* _GIVEN INSTRUCTION_:
Rewrite the listing with each "4x4 vehicle" changed to "pickup truck" and everything else left as it is. Leave the pictures out.

________

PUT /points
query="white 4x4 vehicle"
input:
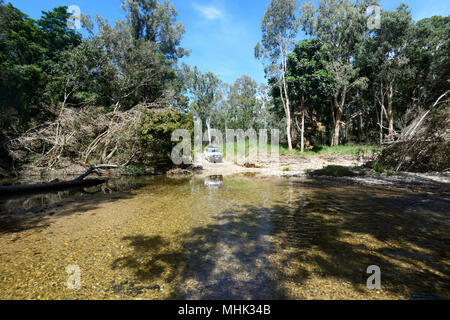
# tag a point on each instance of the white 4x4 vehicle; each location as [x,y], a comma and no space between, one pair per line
[213,154]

________

* _EXERCISE RESPONSE_:
PUT /points
query="white pickup truck"
input:
# tag a point on each instance of the white pickup truck; each location as [x,y], a comma and no space between, one pair per line
[213,154]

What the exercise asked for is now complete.